[Pointing dataset records]
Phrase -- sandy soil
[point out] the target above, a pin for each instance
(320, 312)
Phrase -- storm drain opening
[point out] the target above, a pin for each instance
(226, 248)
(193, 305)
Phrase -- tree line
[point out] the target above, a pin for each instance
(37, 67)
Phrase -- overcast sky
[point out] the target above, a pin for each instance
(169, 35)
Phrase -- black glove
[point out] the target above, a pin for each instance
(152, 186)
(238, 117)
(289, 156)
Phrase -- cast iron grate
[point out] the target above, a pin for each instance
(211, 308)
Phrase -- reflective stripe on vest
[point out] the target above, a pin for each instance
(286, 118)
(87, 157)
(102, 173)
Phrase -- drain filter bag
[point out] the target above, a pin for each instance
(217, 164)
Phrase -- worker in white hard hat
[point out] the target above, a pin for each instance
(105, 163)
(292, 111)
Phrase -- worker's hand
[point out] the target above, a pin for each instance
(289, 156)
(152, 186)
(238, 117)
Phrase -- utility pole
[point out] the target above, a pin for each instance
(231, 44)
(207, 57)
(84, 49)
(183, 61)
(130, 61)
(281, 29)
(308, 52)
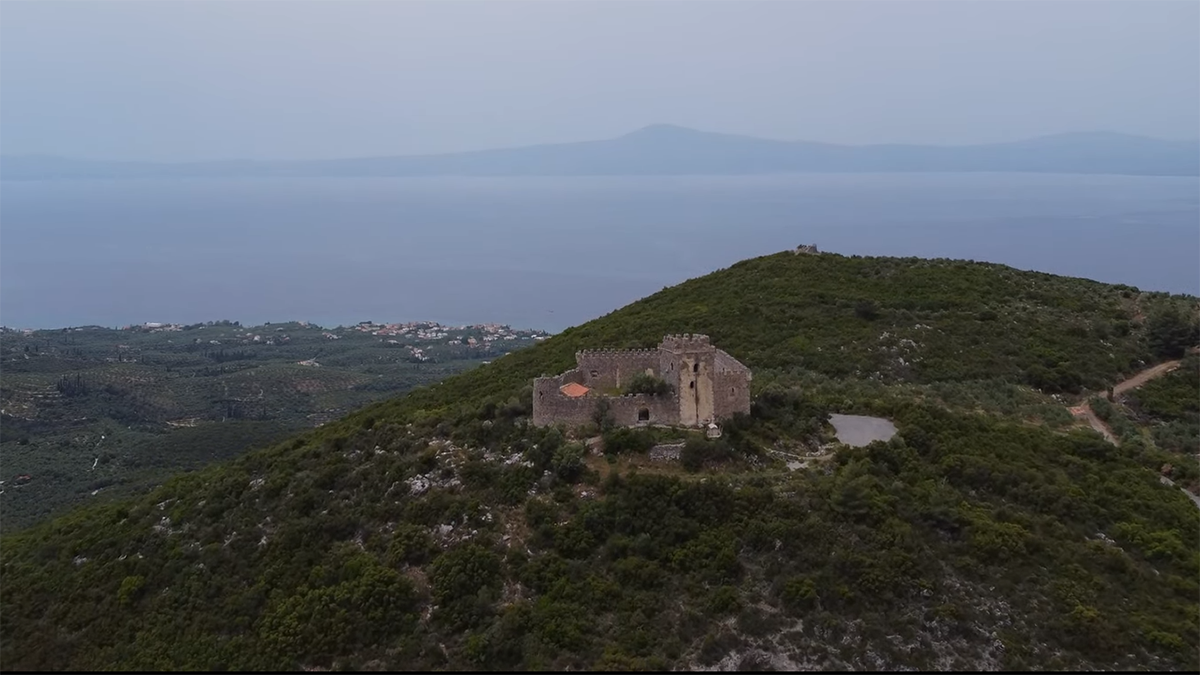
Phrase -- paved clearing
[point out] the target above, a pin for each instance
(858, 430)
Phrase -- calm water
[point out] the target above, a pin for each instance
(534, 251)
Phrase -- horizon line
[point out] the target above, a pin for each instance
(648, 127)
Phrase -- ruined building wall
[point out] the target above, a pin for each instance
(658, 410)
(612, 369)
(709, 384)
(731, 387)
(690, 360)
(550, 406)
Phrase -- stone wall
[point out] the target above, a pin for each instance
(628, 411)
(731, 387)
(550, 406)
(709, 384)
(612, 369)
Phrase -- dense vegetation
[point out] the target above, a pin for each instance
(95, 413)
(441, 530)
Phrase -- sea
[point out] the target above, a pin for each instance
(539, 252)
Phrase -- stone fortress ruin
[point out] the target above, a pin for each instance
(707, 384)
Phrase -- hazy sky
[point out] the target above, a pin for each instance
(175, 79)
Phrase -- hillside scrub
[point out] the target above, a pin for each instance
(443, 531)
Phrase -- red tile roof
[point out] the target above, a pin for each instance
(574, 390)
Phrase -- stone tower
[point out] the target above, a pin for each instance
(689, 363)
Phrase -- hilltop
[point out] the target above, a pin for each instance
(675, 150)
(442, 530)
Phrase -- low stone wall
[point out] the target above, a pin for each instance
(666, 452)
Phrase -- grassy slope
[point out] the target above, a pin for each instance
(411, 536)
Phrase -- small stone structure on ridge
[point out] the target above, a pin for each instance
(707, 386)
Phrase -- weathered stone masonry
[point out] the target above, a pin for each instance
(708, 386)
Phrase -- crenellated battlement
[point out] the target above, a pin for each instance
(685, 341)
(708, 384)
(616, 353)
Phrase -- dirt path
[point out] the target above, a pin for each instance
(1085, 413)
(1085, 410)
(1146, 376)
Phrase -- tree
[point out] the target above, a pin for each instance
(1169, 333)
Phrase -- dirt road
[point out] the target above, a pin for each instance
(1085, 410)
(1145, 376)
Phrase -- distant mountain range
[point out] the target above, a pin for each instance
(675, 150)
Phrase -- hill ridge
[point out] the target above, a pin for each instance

> WHAT THE EXERCISE ASKS
Format all of the data above as a Markdown table with the columns No. and Line, one row per line and blank lines omitted. Keep the pictures out of your answer.

> CORRECT ANSWER
| No. | Line |
|---|---|
| 1 | Phrase -- sandy soil |
| 2 | [point out] the target above, a pin for each instance |
| 3 | (320, 312) |
| 4 | Phrase -- storm drain opening |
| 5 | [point out] the target above, a pin for each instance |
| 6 | (226, 248) |
| 7 | (193, 305) |
| 8 | Phrase -- tree line |
| 9 | [point out] the target above, a pin for each instance |
| 10 | (37, 67) |
| 11 | Phrase -- overcast sky |
| 12 | [point out] the target above, a pin for each instance |
| 13 | (169, 35) |
| 14 | Phrase -- black glove |
| 15 | [point out] the target above, a pin for each instance |
| 16 | (152, 186) |
| 17 | (238, 117) |
| 18 | (289, 156) |
| 19 | Phrase -- cast iron grate |
| 20 | [point out] the target above, a pin for each instance |
| 21 | (211, 308) |
| 22 | Phrase -- reflective stripe on vest |
| 23 | [point out] the target above, a pin for each instance |
| 24 | (286, 118) |
| 25 | (87, 157) |
| 26 | (102, 173) |
| 27 | Phrase -- drain filter bag |
| 28 | [point out] the target above, a pin for each instance |
| 29 | (217, 164) |
| 30 | Phrase -- worker in white hard hat |
| 31 | [point out] the target above, a pin for each instance |
| 32 | (105, 163) |
| 33 | (292, 111) |
| 34 | Phrase -- worker's hand |
| 35 | [point out] the target above, a pin for each instance |
| 36 | (289, 156) |
| 37 | (152, 186) |
| 38 | (238, 117) |
| 39 | Phrase -- utility pole |
| 40 | [point out] the target above, a pin for each instance |
| 41 | (231, 44) |
| 42 | (207, 57) |
| 43 | (84, 49) |
| 44 | (183, 61) |
| 45 | (130, 61) |
| 46 | (281, 29) |
| 47 | (308, 52) |
| 48 | Phrase -- paved clearing |
| 49 | [point out] the target above, a pin for each instance |
| 50 | (858, 430) |
| 51 | Phrase -- calm water |
| 52 | [point out] the target above, a pin for each instance |
| 53 | (534, 251) |
| 54 | Phrase -- horizon line |
| 55 | [point out] the target above, a pin for each instance |
| 56 | (648, 127) |
| 57 | Phrase -- ruined building wall |
| 58 | [point out] the target above, a pin for each instance |
| 59 | (658, 410) |
| 60 | (612, 369) |
| 61 | (709, 384) |
| 62 | (731, 387) |
| 63 | (690, 360) |
| 64 | (550, 406) |
| 65 | Phrase -- stone wall |
| 66 | [point out] the target above, a pin for each instance |
| 67 | (628, 411) |
| 68 | (731, 387) |
| 69 | (550, 406) |
| 70 | (709, 384) |
| 71 | (612, 369) |
| 72 | Phrase -- dense vegetation |
| 73 | [point out] the target above, a pin for each instance |
| 74 | (95, 413) |
| 75 | (441, 530) |
| 76 | Phrase -- sea |
| 77 | [point out] the target above, a pin for each instance |
| 78 | (539, 252) |
| 79 | Phrase -- stone fortress ruin |
| 80 | [point out] the target above, a pin for each instance |
| 81 | (707, 384) |
| 82 | Phrase -- hazy sky |
| 83 | [point out] the target above, a pin for each instance |
| 84 | (175, 79) |
| 85 | Phrase -- hillside scrub |
| 86 | [point out] the target above, a pin for each instance |
| 87 | (443, 531) |
| 88 | Phrase -- red tile roof |
| 89 | [point out] the target above, a pin for each instance |
| 90 | (574, 390) |
| 91 | Phrase -- stone tower |
| 92 | [point out] the target above, a pin for each instance |
| 93 | (689, 363) |
| 94 | Phrase -- hilltop |
| 95 | [point out] the target above, a pin for each instance |
| 96 | (675, 150) |
| 97 | (442, 530) |
| 98 | Phrase -- low stone wall |
| 99 | [point out] the target above, a pin for each instance |
| 100 | (666, 452) |
| 101 | Phrase -- grassy slope |
| 102 | [point out] the target above, a pin for each instance |
| 103 | (411, 536) |
| 104 | Phrase -- small stone structure on ridge |
| 105 | [point out] the target above, a pin for each instance |
| 106 | (707, 386) |
| 107 | Phrase -- weathered stone masonry |
| 108 | [point out] the target above, a pin for each instance |
| 109 | (708, 386) |
| 110 | Phrase -- crenellated battlement |
| 111 | [point out] the target above, a pin for each instance |
| 112 | (685, 341) |
| 113 | (708, 384) |
| 114 | (616, 353) |
| 115 | Phrase -- dirt path |
| 116 | [point out] the target above, a pin for each instance |
| 117 | (1085, 413) |
| 118 | (1085, 410) |
| 119 | (1146, 376) |
| 120 | Phrase -- tree |
| 121 | [point out] the target above, a pin for each instance |
| 122 | (1169, 333) |
| 123 | Phrase -- dirt road |
| 124 | [point out] the target above, a pin for each instance |
| 125 | (1085, 410) |
| 126 | (1145, 376) |
| 127 | Phrase -- distant mountain range |
| 128 | [point out] the target above, a pin for each instance |
| 129 | (675, 150) |
| 130 | Phrase -- hill ridge |
| 131 | [point out] the target above, a pin for each instance |